# Start of Recorded information
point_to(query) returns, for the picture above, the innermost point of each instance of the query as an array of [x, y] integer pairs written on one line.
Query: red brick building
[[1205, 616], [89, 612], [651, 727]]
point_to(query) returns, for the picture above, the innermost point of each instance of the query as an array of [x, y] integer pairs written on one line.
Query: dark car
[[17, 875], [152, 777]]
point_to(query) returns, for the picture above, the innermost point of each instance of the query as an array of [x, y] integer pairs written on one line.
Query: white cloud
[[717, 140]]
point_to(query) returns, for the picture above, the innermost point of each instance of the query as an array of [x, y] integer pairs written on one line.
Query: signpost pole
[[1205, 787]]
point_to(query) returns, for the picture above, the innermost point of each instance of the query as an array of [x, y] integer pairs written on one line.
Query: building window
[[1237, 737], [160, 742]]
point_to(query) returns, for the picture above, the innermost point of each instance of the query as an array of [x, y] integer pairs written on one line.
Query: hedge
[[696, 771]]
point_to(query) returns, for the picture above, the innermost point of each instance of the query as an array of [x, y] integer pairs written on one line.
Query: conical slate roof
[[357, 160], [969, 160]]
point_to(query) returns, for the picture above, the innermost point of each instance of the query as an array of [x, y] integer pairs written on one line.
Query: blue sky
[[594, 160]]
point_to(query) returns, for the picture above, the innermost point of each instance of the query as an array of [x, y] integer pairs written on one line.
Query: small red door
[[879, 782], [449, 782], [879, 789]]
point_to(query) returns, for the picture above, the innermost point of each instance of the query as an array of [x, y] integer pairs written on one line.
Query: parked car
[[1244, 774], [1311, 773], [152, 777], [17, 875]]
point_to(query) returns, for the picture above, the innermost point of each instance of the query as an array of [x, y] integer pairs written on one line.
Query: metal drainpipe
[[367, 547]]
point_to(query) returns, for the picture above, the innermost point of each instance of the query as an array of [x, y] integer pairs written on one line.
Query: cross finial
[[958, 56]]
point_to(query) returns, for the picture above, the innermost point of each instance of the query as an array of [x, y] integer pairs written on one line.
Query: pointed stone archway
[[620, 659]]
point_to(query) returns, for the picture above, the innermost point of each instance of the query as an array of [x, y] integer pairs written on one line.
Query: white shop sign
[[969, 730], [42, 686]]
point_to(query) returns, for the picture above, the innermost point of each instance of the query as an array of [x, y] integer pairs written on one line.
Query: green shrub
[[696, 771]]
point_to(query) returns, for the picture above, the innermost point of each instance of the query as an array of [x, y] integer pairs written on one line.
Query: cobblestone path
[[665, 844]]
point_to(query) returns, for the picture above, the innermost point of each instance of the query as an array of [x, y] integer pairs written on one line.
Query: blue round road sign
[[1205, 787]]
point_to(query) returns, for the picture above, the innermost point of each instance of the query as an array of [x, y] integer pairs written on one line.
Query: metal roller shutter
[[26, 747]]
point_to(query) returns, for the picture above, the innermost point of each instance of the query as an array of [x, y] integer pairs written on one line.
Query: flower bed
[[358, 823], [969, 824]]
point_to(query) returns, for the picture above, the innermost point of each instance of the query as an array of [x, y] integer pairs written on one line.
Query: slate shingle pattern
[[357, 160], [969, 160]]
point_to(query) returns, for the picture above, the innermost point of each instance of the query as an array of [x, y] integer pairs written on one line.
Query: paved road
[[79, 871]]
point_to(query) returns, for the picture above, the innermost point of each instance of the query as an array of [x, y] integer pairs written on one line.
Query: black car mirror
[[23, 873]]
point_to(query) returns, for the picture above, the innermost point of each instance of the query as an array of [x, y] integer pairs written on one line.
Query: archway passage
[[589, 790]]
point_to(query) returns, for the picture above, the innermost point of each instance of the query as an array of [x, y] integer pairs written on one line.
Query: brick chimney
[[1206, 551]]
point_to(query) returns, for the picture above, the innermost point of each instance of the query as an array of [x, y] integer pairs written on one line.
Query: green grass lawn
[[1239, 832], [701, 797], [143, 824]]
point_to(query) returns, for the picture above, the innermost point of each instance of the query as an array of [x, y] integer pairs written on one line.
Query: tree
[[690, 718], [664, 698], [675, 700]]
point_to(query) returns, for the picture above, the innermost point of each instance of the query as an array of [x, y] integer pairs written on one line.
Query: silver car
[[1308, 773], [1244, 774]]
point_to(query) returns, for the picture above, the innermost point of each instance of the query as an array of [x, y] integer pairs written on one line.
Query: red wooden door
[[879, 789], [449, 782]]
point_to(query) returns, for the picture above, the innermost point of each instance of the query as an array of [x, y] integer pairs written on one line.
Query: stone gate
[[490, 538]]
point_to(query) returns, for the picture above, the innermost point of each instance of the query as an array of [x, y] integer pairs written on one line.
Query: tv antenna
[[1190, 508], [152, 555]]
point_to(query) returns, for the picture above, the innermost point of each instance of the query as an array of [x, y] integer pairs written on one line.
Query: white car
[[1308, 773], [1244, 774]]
# End of Recorded information
Task instructions ▸
From the records above, extract every entry verbatim.

Solution for this task ▸
point_to(query) returns, for the picture above, the innermost point of each instance of the query as an array of [x, y] integer pairs written on one line.
Query: red brick building
[[1205, 616], [89, 612], [651, 727]]
point_to(query) returns, for the picture above, the innermost point of each instance of the query as an array of [x, y] integer pairs written on one line.
Query: dark car
[[17, 875], [152, 777]]
point_to(query) returns, for the picture above, the innermost point of each instance of the query as an array of [x, y] integer pairs written on one line.
Query: white cloud
[[717, 140]]
point_to(query) returns, for the picture above, the innermost point of each instance of the query as an array of [x, y] integer pairs written on one line.
Query: signpost pole
[[1205, 787]]
point_to(query) returns, for the picture above, the innermost point of each instance of the query as an array of [x, y] integer pairs written on one line.
Query: building window
[[1237, 737], [160, 742]]
point_to(query) returns, for the picture above, the innermost point of each instance of the query as an array of [x, y] integer pairs written on one line.
Query: hedge
[[696, 771]]
point_to(query) returns, for the picture above, the innermost point of each instance of the query as an array of [x, y] integer pairs written on one line.
Query: conical slate roof
[[357, 160], [969, 160]]
point_to(query) returns, for the picture above, the innermost point of each instance of the query as an array of [x, y] integer pairs written on one line.
Query: blue sky
[[594, 160]]
point_to(query) returns, for the picture above, the innermost point of each instance of the query as an array of [x, y] integer pairs written on one line.
Query: small red door
[[879, 782], [449, 782], [879, 789]]
point_to(query) returns, for the picture above, the innermost point of each instance of the query as an array of [x, y] integer pairs written on one line.
Query: parked car
[[1244, 774], [1311, 773], [152, 777], [17, 875]]
point_to(query) returns, for the picture above, the innermost point of each instance of the query as an array of [x, y] integer pairs written on one line.
Query: metal drainpipe
[[367, 547]]
point_to(query) returns, for the picture above, the innermost point of each instance of the query as an array of [x, y] integer pairs written on one line.
Query: cross finial
[[958, 56]]
point_to(query) returns, for the picture above, the innermost point of each instance of the query as an array of [x, y] integer pairs written on one line.
Query: pointed stone archway
[[620, 659]]
point_to(query) returns, for the picture above, the innermost point of each instance of the query as an array of [x, y] integer pairs written on one line.
Query: white shop sign
[[969, 730], [42, 686]]
point_to(query) returns, for the picture above, the innermost point of each instance of the query as an array of [x, y] integer pairs written on one line.
Query: green shrub
[[696, 771]]
point_to(query) returns, for the picture above, the innermost point of each instance of the query as an array of [x, y] integer pairs written on one line.
Query: cobblestone path
[[665, 844]]
point_to(query) returns, for the picture above, the innermost point of each instance of the query as an array of [x, y] integer pairs written on one line.
Query: blue round road sign
[[1205, 787]]
point_to(query) returns, for the picture above, the innermost point of each instance of the query as an array of [x, y] integer pairs written on one line.
Query: metal roller shutter
[[26, 747]]
point_to(query) returns, for the picture above, the innermost point of each instance of the query as an array of [x, y] integer pairs written on one line.
Query: flower bed
[[358, 823], [969, 824]]
point_to(query) returns, for the picture above, the innermost point of each instance of the query as an array of [x, y] integer pairs written on one line.
Query: slate shingle pattern
[[357, 160], [969, 160]]
point_to(query) returns, for the picture above, the innermost point of each instance of the query as an array of [x, y] integer pairs written on one line.
Query: paved road
[[79, 871]]
point_to(query) returns, for the picture above, the innermost point of each instance of the query as an array of [x, y] integer pairs written on one line.
Query: black car mirror
[[23, 873]]
point_to(query) returns, for the picture above, the innermost point of each instance of the query as an array of [x, y] integer pairs written on one line.
Query: archway passage
[[589, 790]]
point_to(query) returns, for the picture above, the innermost point of each instance of the query as an array of [x, y] integer pairs written on one line.
Query: brick chimney
[[1206, 551]]
point_to(query) returns, for the picture above, the innermost point of each instance of the query as an array of [x, y] integer pairs written on one line.
Query: green grass lawn
[[1239, 832], [701, 797], [143, 824]]
point_to(query) returns, for the picture above, the innermost point of each instance of the query as an array of [x, y] integer pairs written on one line.
Query: tree
[[690, 718], [664, 698], [675, 700]]
point_to(query) returns, for the picture above, the innermost point of each instance of the query as an array of [x, y] integer pairs written on one line.
Query: silver car
[[1308, 773], [1244, 774]]
point_to(query) returns, for the picture above, the innermost point of each instance of the query as an array of [x, y] integer pairs written on one line.
Query: red wooden door
[[879, 789], [449, 782]]
point_to(query) returns, for the picture above, the innermost point of each instance of the query as an array of [x, y] integer pairs written on one line.
Query: stone gate
[[490, 538]]
point_to(query) returns, for the picture above, the innermost point of each instance of the query as an array of [x, y] integer pairs written on one line.
Query: tv antenna
[[1190, 508], [152, 555]]
point_to(query) returns, for the picture above, the innermost point of each instance of the query as an array of [x, y] integer pairs written on one line.
Query: white car
[[1308, 773], [1244, 774]]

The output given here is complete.